*** Data provided Section Begins ***
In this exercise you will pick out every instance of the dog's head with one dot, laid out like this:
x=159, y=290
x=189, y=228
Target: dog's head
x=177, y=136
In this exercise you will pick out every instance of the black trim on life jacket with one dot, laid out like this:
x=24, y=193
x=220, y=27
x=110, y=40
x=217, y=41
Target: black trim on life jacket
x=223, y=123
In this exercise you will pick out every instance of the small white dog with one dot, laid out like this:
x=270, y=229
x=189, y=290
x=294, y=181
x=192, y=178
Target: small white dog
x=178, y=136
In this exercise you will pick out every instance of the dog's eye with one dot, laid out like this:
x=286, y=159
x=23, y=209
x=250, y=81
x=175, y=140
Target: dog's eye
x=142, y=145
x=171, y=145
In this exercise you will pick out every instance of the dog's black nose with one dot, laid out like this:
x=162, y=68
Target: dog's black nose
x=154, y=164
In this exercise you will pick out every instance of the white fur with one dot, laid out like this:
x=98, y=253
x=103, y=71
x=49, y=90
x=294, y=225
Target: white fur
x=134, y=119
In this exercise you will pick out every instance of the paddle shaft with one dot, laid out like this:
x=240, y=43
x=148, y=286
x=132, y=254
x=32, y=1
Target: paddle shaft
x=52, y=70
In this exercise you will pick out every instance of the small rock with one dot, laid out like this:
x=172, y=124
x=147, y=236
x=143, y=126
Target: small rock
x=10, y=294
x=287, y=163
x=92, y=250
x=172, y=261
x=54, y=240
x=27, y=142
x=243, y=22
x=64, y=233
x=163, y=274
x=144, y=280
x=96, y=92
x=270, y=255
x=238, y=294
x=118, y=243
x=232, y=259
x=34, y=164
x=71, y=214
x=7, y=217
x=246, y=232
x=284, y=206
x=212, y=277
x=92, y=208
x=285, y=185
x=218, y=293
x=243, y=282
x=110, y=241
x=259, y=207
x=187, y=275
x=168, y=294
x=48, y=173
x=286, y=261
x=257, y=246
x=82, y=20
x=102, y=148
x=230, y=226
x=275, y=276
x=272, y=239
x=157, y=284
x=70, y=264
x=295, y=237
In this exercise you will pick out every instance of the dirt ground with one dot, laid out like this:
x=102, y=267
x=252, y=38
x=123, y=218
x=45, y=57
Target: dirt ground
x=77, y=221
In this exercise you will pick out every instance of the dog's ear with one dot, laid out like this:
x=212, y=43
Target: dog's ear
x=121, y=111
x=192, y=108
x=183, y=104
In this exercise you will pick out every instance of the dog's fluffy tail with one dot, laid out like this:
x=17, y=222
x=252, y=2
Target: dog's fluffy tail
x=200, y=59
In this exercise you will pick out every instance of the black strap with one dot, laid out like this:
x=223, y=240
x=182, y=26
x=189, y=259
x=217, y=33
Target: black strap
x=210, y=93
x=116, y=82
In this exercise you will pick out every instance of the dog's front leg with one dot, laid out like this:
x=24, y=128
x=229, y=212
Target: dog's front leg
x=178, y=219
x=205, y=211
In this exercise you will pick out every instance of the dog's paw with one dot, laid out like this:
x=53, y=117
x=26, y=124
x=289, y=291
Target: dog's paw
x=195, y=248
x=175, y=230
*** Data provided Section Ends ***
Print out every record again, exactly and in full.

In this exercise you will pick out every instance of the dog's head with one dot, laid out like this:
x=159, y=290
x=189, y=228
Target: dog's head
x=177, y=136
In this exercise you will pick out every instance of the black trim on life jacket with one dot, laid out like this:
x=24, y=193
x=220, y=27
x=110, y=40
x=217, y=41
Target: black trim on life jacket
x=223, y=123
In this exercise you will pick out every instance of the small white dog with one dot, laid out like this:
x=270, y=229
x=189, y=290
x=294, y=181
x=192, y=178
Target: small white dog
x=178, y=136
In this exercise you will pick out every instance of the dog's eye with one dot, laid out like this:
x=286, y=159
x=23, y=209
x=250, y=81
x=175, y=140
Target: dog's eye
x=142, y=145
x=171, y=145
In this exercise you will pick out every instance of the dog's black nose with one dot, laid out like this:
x=162, y=68
Target: dog's black nose
x=154, y=164
In this exercise you will pick out every instance of the white fur with one dot, laid out like this:
x=98, y=253
x=103, y=71
x=49, y=90
x=294, y=225
Target: white fur
x=134, y=119
In this exercise you will pick out every instance of the paddle shaft with one dot, laid out like this:
x=240, y=43
x=148, y=286
x=132, y=254
x=32, y=1
Target: paddle shaft
x=52, y=70
In this exercise you will pick out every instance of the small rock with one dot, laid out like this:
x=172, y=124
x=147, y=236
x=143, y=126
Target: small rock
x=10, y=294
x=287, y=163
x=92, y=250
x=172, y=261
x=54, y=240
x=27, y=142
x=243, y=22
x=64, y=233
x=163, y=274
x=144, y=280
x=96, y=92
x=270, y=255
x=238, y=294
x=118, y=243
x=232, y=259
x=34, y=164
x=71, y=214
x=7, y=217
x=246, y=232
x=284, y=206
x=212, y=277
x=92, y=208
x=285, y=185
x=218, y=293
x=243, y=282
x=110, y=241
x=259, y=207
x=187, y=275
x=168, y=294
x=48, y=173
x=286, y=261
x=257, y=246
x=82, y=20
x=102, y=148
x=230, y=226
x=275, y=276
x=272, y=239
x=157, y=284
x=70, y=264
x=295, y=237
In this exercise you will pick out every instance of the dirt ground with one dot, laid out like this:
x=102, y=267
x=252, y=38
x=123, y=218
x=45, y=57
Target: dirt ground
x=77, y=221
In this exercise you will pick out every instance of the dog's ear with one dot, laid out like this:
x=212, y=43
Target: dog's ear
x=121, y=111
x=192, y=108
x=183, y=104
In this exercise you will pick out every instance of the dog's fluffy tail with one dot, laid out like this:
x=17, y=222
x=252, y=2
Target: dog's fluffy tail
x=200, y=59
In this exercise you will pick out every instance of the black strap with one dot, laid out like this:
x=223, y=240
x=182, y=26
x=189, y=259
x=217, y=33
Target: black strap
x=210, y=93
x=116, y=82
In this exercise you will pick out every instance of the dog's front leg with one dot, laid out like this:
x=24, y=128
x=229, y=212
Target: dog's front leg
x=178, y=219
x=205, y=211
In this exercise you will pick out every instance of the dog's paw with one dot, laid out like this:
x=53, y=117
x=26, y=124
x=289, y=291
Target: dog's paw
x=195, y=248
x=175, y=230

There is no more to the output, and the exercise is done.